■ DATA SUPPLIED:
::::

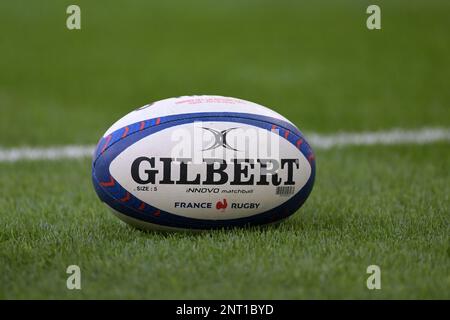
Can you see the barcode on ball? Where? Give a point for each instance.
(285, 191)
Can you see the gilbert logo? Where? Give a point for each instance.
(222, 205)
(220, 139)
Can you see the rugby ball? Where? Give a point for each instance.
(203, 162)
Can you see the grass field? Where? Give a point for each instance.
(316, 63)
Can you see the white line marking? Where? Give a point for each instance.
(317, 141)
(395, 136)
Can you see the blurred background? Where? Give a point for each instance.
(316, 63)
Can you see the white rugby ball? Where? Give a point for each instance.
(203, 162)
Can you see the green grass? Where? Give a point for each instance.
(316, 63)
(385, 206)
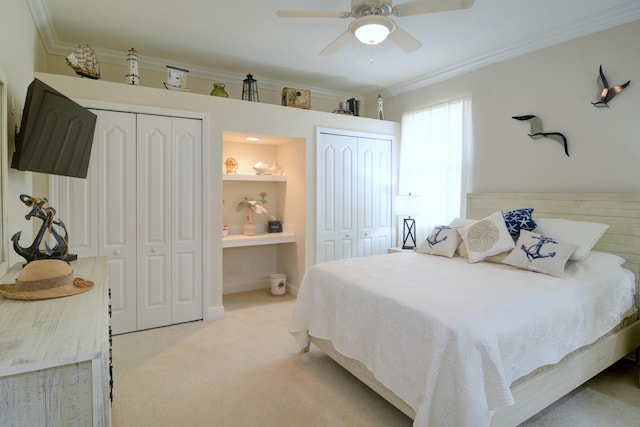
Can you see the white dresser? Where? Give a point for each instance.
(54, 355)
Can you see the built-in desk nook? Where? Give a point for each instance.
(54, 354)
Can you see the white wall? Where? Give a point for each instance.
(235, 116)
(556, 84)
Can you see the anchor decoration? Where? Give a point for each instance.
(47, 214)
(533, 252)
(434, 240)
(536, 131)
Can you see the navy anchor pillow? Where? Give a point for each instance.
(519, 219)
(540, 253)
(443, 240)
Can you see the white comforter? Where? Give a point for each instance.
(450, 337)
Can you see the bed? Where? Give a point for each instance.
(462, 363)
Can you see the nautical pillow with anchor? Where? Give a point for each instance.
(540, 253)
(443, 241)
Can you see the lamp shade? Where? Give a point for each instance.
(372, 29)
(409, 205)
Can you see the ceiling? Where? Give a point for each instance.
(224, 41)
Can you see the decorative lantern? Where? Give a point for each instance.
(132, 74)
(250, 89)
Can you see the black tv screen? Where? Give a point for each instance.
(55, 134)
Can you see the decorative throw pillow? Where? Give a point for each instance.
(457, 223)
(540, 253)
(581, 234)
(443, 240)
(486, 238)
(519, 219)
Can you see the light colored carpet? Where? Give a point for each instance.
(246, 370)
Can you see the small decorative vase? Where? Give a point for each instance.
(218, 90)
(278, 284)
(249, 229)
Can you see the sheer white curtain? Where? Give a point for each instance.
(435, 153)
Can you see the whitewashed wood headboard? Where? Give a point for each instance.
(620, 211)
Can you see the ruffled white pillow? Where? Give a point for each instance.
(487, 237)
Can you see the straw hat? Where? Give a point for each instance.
(45, 279)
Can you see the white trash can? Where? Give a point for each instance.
(278, 284)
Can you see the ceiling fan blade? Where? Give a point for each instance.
(430, 6)
(404, 40)
(311, 14)
(335, 45)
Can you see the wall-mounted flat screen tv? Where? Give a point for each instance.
(55, 134)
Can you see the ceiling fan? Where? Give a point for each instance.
(372, 24)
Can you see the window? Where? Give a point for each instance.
(435, 152)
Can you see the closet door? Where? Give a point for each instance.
(154, 195)
(186, 270)
(374, 196)
(337, 231)
(116, 207)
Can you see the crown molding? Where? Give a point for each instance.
(54, 47)
(613, 17)
(616, 16)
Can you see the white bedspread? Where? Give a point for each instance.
(450, 337)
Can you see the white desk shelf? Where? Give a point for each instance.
(256, 178)
(240, 240)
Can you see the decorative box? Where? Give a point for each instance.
(299, 98)
(275, 227)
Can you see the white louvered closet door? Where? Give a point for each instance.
(116, 161)
(336, 219)
(187, 262)
(141, 205)
(169, 231)
(374, 196)
(354, 194)
(100, 211)
(154, 221)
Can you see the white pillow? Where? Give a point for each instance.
(487, 237)
(540, 253)
(581, 234)
(457, 223)
(443, 240)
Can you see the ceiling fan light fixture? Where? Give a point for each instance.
(372, 29)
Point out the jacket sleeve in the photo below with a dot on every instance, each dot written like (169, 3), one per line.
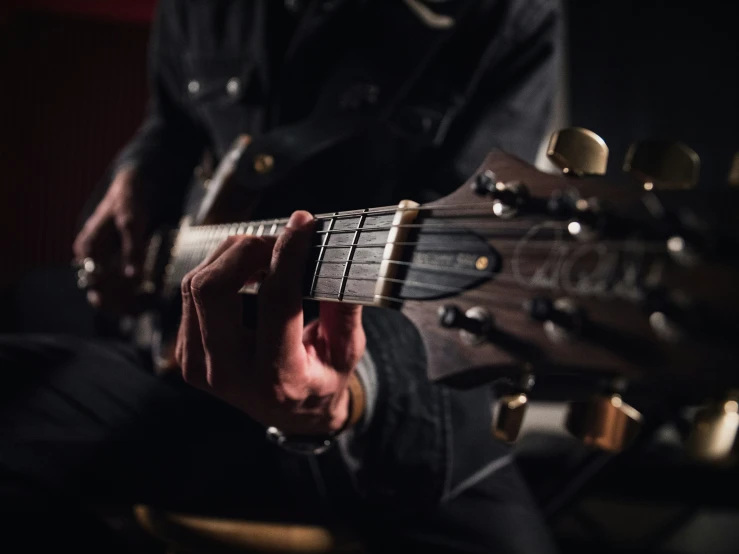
(169, 142)
(507, 100)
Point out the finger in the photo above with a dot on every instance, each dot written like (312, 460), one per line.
(132, 248)
(96, 239)
(341, 329)
(280, 327)
(189, 351)
(219, 307)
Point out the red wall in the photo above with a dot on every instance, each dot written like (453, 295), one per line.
(74, 91)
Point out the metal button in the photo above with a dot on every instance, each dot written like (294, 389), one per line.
(233, 86)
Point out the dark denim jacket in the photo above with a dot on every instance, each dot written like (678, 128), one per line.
(221, 68)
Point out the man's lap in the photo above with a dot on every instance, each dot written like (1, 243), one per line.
(86, 420)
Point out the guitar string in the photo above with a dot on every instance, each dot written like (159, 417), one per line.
(503, 280)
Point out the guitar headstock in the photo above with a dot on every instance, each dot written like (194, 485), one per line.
(521, 273)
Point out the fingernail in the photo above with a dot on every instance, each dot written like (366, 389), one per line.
(93, 298)
(298, 219)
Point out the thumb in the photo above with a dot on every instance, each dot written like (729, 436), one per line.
(132, 248)
(341, 327)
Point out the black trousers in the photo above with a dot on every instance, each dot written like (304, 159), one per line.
(84, 426)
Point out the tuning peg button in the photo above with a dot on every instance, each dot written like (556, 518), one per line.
(508, 421)
(663, 164)
(714, 433)
(474, 325)
(577, 151)
(604, 422)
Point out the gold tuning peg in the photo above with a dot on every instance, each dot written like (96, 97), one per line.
(734, 171)
(604, 421)
(577, 151)
(663, 164)
(511, 410)
(713, 437)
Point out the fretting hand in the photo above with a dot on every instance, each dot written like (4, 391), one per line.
(281, 374)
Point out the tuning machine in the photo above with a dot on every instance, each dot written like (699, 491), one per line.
(604, 421)
(508, 198)
(578, 152)
(511, 409)
(714, 433)
(474, 324)
(562, 320)
(663, 164)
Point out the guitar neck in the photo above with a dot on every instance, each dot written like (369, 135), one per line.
(346, 259)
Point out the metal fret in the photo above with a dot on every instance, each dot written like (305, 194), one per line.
(320, 254)
(350, 255)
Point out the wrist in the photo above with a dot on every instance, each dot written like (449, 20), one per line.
(350, 407)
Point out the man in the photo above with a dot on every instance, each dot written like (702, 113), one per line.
(417, 92)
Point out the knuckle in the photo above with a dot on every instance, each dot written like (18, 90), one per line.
(202, 285)
(125, 221)
(186, 283)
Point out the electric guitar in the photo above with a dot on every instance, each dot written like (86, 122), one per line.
(522, 275)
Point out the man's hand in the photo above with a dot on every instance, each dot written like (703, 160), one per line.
(114, 237)
(281, 374)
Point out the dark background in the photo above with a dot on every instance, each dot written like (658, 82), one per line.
(74, 88)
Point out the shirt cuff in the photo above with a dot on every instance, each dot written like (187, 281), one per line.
(350, 442)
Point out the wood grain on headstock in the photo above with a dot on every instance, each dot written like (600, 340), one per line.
(601, 275)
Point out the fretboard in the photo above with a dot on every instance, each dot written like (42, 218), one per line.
(345, 260)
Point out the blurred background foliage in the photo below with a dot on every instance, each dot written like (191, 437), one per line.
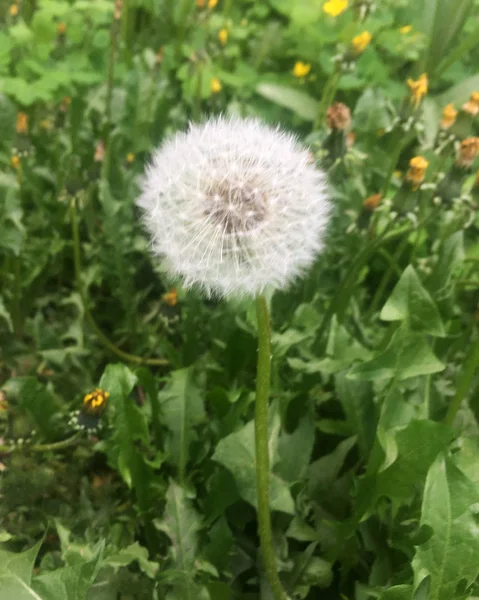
(375, 397)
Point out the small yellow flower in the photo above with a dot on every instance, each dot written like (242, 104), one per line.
(333, 8)
(468, 152)
(15, 162)
(418, 88)
(361, 42)
(449, 115)
(171, 297)
(417, 171)
(223, 36)
(301, 69)
(22, 123)
(95, 401)
(472, 105)
(215, 85)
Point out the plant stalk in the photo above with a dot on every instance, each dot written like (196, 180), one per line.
(470, 367)
(261, 443)
(89, 317)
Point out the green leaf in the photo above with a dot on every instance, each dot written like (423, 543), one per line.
(450, 555)
(410, 302)
(407, 355)
(237, 453)
(357, 400)
(182, 406)
(40, 404)
(130, 427)
(372, 112)
(299, 102)
(416, 447)
(295, 450)
(181, 523)
(72, 582)
(133, 552)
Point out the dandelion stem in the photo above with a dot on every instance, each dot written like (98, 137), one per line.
(89, 317)
(261, 443)
(470, 366)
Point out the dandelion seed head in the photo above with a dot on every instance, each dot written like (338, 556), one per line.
(234, 206)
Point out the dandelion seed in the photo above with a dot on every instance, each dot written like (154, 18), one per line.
(234, 206)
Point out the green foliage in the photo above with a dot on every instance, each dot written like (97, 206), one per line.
(373, 428)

::::

■ THE TASK: Which lines run from the one containing "Point out the dandelion seed in" to the end of the entries above? Quote exactly those, and only those.

■ FINISHED TASK:
Point out the dandelion seed in the photo above with a dot on every instance, each dot written like (154, 18), one per line.
(234, 206)
Point out the green foliage in the photo above with a dot on every instance, each dot written like (97, 206), one per line.
(373, 428)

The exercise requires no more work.